**Job:**
Copy every line of the data below exactly as it stands.

-=-=-=-=-

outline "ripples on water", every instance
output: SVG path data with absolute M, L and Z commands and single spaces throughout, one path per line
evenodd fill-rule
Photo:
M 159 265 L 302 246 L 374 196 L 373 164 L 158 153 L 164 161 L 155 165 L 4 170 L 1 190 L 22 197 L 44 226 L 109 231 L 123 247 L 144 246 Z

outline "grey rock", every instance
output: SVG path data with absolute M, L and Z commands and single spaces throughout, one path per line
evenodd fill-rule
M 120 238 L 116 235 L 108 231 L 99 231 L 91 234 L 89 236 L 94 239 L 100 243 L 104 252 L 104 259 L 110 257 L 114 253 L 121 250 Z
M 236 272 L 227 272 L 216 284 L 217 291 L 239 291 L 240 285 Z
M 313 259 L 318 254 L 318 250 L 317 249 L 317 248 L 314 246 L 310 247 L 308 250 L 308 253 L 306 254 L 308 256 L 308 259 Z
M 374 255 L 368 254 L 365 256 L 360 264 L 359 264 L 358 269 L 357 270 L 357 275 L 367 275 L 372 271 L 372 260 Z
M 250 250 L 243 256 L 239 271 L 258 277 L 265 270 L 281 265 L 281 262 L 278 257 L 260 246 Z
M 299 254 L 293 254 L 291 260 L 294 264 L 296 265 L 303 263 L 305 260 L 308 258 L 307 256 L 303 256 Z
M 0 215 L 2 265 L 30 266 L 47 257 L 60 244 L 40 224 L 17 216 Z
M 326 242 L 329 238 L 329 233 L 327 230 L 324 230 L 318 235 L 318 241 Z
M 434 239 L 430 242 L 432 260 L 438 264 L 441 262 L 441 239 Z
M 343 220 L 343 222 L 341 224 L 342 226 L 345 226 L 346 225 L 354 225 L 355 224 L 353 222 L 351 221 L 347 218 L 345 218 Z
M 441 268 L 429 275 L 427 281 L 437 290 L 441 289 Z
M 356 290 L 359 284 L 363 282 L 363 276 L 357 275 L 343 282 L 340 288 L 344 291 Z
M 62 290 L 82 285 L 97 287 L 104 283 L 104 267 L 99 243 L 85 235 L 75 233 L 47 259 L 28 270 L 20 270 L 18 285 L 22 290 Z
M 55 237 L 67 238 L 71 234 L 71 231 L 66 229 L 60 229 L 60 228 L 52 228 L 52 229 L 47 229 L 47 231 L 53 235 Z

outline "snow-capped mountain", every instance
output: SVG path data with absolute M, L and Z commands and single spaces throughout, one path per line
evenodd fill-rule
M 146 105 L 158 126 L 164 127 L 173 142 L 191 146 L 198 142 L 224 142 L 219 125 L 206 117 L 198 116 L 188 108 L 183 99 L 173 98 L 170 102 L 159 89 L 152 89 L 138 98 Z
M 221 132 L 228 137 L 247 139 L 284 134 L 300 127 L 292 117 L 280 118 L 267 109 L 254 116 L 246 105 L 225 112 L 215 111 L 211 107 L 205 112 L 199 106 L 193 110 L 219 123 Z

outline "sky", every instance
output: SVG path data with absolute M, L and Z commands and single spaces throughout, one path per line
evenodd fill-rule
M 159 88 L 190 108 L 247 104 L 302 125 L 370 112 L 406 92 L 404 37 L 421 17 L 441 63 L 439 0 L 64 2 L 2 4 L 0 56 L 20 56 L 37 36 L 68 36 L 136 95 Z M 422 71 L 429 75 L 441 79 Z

-=-=-=-=-

**Solution to this task:**
outline "ripples on water", every instance
output: SVG path data with absolute M, L and Z commands and single spaces throughout, one path per line
evenodd fill-rule
Photo:
M 159 265 L 302 246 L 374 196 L 373 164 L 158 153 L 164 161 L 155 165 L 4 170 L 1 190 L 22 197 L 44 226 L 109 231 L 123 247 L 144 246 Z

outline "grey rock", every instance
output: SVG path data with absolute M, L and Z commands and single spaces throughout, one path per line
evenodd fill-rule
M 120 238 L 116 235 L 108 231 L 99 231 L 91 234 L 89 236 L 94 239 L 100 243 L 104 252 L 104 259 L 110 257 L 114 253 L 121 250 Z
M 236 272 L 227 272 L 216 284 L 217 291 L 239 291 L 240 285 Z
M 313 259 L 318 254 L 318 250 L 317 249 L 317 248 L 314 246 L 310 247 L 308 250 L 308 253 L 306 254 L 308 256 L 308 259 Z
M 374 255 L 368 254 L 365 256 L 360 264 L 359 264 L 358 269 L 357 270 L 357 275 L 367 275 L 372 271 L 372 260 Z
M 250 250 L 243 256 L 239 271 L 258 277 L 265 270 L 281 265 L 281 262 L 278 257 L 260 246 Z
M 299 254 L 293 254 L 291 260 L 294 264 L 296 265 L 303 263 L 305 260 L 308 258 L 307 256 L 303 256 Z
M 0 215 L 2 265 L 30 266 L 47 257 L 60 244 L 40 224 L 17 216 Z
M 326 242 L 329 238 L 329 233 L 327 230 L 324 230 L 318 235 L 318 241 Z
M 434 239 L 430 242 L 432 260 L 438 264 L 441 262 L 441 239 Z
M 343 220 L 343 222 L 341 224 L 342 226 L 345 226 L 346 225 L 354 225 L 355 224 L 353 222 L 351 221 L 347 218 L 345 218 Z
M 441 268 L 429 275 L 427 281 L 437 290 L 441 289 Z
M 356 290 L 359 284 L 363 282 L 363 276 L 357 275 L 343 282 L 340 288 L 344 291 Z
M 62 290 L 82 285 L 97 287 L 104 283 L 104 267 L 99 243 L 85 235 L 75 233 L 47 259 L 28 270 L 20 270 L 18 285 L 22 290 Z
M 55 237 L 67 238 L 71 234 L 71 231 L 66 229 L 60 229 L 60 228 L 52 228 L 52 229 L 47 229 L 47 231 L 53 235 Z

outline "snow-capped mountain", every instance
output: SVG path data with absolute M, L and Z commands and single spaces throughout, one path per line
evenodd fill-rule
M 146 105 L 158 126 L 164 127 L 173 142 L 191 146 L 198 142 L 224 142 L 219 125 L 206 117 L 198 116 L 188 108 L 183 99 L 173 98 L 170 102 L 159 89 L 152 89 L 138 98 Z
M 221 132 L 228 137 L 247 139 L 284 134 L 300 127 L 292 117 L 280 118 L 267 109 L 254 116 L 246 105 L 225 112 L 215 111 L 211 107 L 205 112 L 199 106 L 193 110 L 219 123 Z

outline "sky", every instance
output: SVG path data with absolute M, L and Z commands and single spaces throughout, one path per line
evenodd fill-rule
M 159 88 L 190 108 L 247 104 L 302 125 L 370 112 L 406 92 L 404 37 L 421 17 L 441 63 L 439 0 L 64 2 L 2 4 L 0 56 L 20 56 L 37 36 L 68 36 L 136 95 Z M 422 71 L 429 75 L 441 79 Z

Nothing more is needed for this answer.